- **YOUR ASSIGNMENT**:
Go through the listing and set it down exactly, leaving out its pictures.

- **EXERCISE INPUTS**:
....

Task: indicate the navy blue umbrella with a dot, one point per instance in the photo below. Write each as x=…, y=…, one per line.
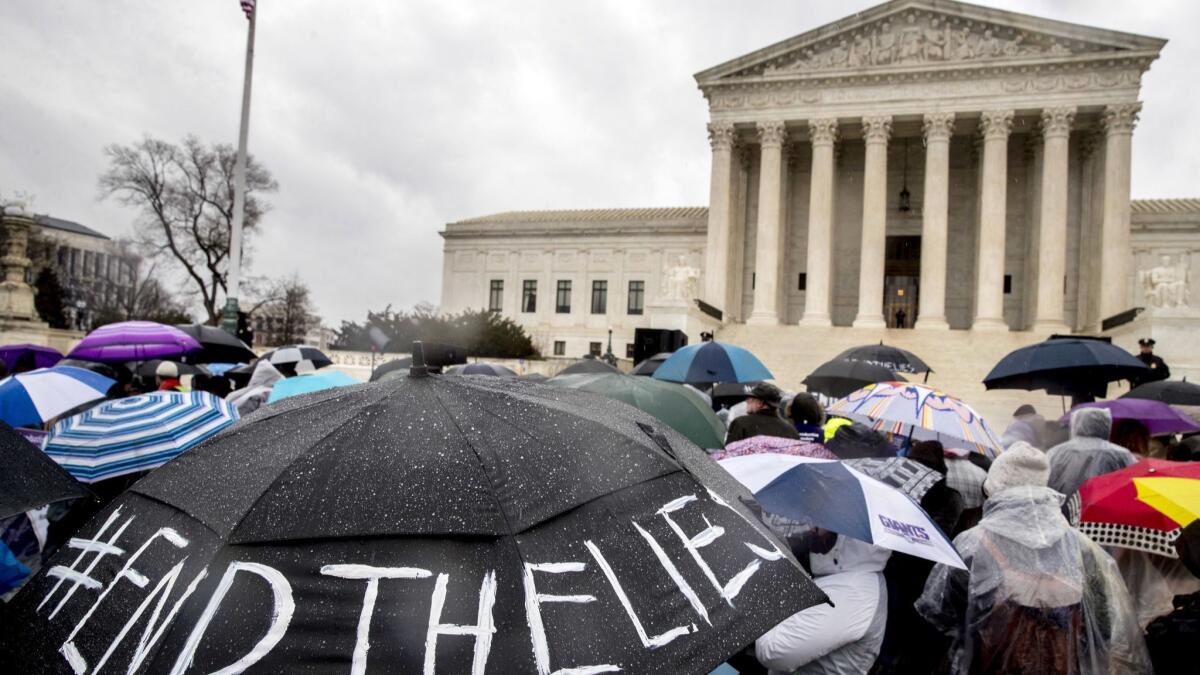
x=712, y=362
x=1065, y=366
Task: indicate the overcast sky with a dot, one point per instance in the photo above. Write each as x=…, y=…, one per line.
x=384, y=120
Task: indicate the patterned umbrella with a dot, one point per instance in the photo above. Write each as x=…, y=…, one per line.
x=922, y=412
x=133, y=341
x=136, y=434
x=30, y=399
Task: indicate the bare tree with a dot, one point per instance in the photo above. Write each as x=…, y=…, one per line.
x=285, y=314
x=185, y=197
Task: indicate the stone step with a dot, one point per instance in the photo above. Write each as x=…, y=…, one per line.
x=960, y=360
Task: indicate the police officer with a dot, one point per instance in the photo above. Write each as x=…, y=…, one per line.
x=1157, y=366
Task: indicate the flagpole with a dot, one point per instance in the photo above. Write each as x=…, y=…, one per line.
x=233, y=282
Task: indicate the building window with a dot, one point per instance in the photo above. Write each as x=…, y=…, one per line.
x=529, y=296
x=636, y=296
x=599, y=297
x=496, y=296
x=563, y=298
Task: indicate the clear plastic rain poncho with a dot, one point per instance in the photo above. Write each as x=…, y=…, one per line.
x=256, y=393
x=1087, y=453
x=1037, y=596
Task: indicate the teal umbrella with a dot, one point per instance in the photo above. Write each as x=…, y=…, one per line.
x=309, y=383
x=678, y=407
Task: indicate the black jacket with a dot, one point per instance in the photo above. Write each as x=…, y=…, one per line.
x=1158, y=370
x=763, y=423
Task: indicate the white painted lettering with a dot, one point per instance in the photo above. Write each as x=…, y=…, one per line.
x=281, y=616
x=483, y=629
x=647, y=640
x=537, y=627
x=372, y=575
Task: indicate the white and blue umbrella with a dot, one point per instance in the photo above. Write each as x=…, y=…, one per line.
x=833, y=496
x=136, y=434
x=29, y=399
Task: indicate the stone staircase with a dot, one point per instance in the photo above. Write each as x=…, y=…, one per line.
x=960, y=360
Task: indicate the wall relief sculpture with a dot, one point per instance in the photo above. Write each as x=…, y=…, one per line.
x=916, y=37
x=1167, y=285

....

- **WRITTEN ANSWER**:
Task: indicate the navy blue umbrella with a dot, one point per instance in the photo below. Write each as x=…, y=…, one per line.
x=712, y=362
x=1065, y=366
Task: indicate the overcast sky with a dot, one point per instance in the photo above. Write each as x=…, y=…, one per line.
x=384, y=120
Task: indicate the patterned umbrella with a dot, one point per instance in the photo above. Write each as x=…, y=…, one per line.
x=922, y=412
x=133, y=341
x=136, y=434
x=30, y=399
Task: indicate the bare tree with a dot, one point per instance in the photo above. Write each as x=…, y=…, one per line.
x=285, y=314
x=185, y=197
Task: indicate the stone step with a dot, one point per instance in the photo above. Write each as x=…, y=…, one per line.
x=960, y=360
Task: indicate the police officer with a dot, one point per instance in the photo above. Write each as x=…, y=…, one per line.
x=1157, y=366
Task: indicate the flagpole with a dot, one point per instance in the photo above. Write each as x=…, y=…, one per line.
x=233, y=282
Task: indicate the building window with a dot, one point per instance in the photo above. Write each as x=…, y=…, one per line.
x=529, y=296
x=636, y=296
x=599, y=297
x=496, y=296
x=563, y=298
Task: indicate the clear plastic rain poncho with a dot, one point per instance in the photo above. Write each as x=…, y=…, one per line.
x=256, y=393
x=1087, y=453
x=1037, y=596
Task: indicate the teal umbrella with a dot, one point per instance in the photo above. Write each as x=…, y=…, one per line.
x=309, y=383
x=678, y=407
Task: indicate the black jacket with a dot, one point per instance in the photo above. Write each as x=…, y=…, one per line.
x=1158, y=370
x=763, y=423
Task: indicate the white painted lettering with a dot, one point per instance in the photo above. Write each as x=…, y=…, one per line.
x=281, y=616
x=483, y=629
x=647, y=640
x=537, y=627
x=372, y=575
Task: indicate the white and blue umbrella with a dot, one point per instance in the photo above. Write each as x=…, y=…, one per line.
x=833, y=496
x=136, y=434
x=29, y=399
Task: indicate the stone staircase with a dot, one point per instance in the photo above. Write each as x=…, y=…, one per line.
x=960, y=360
Task: indicate the wall relief sculpture with a dot, one point per instance in the photo above. Write each as x=…, y=…, one per line.
x=916, y=37
x=1167, y=285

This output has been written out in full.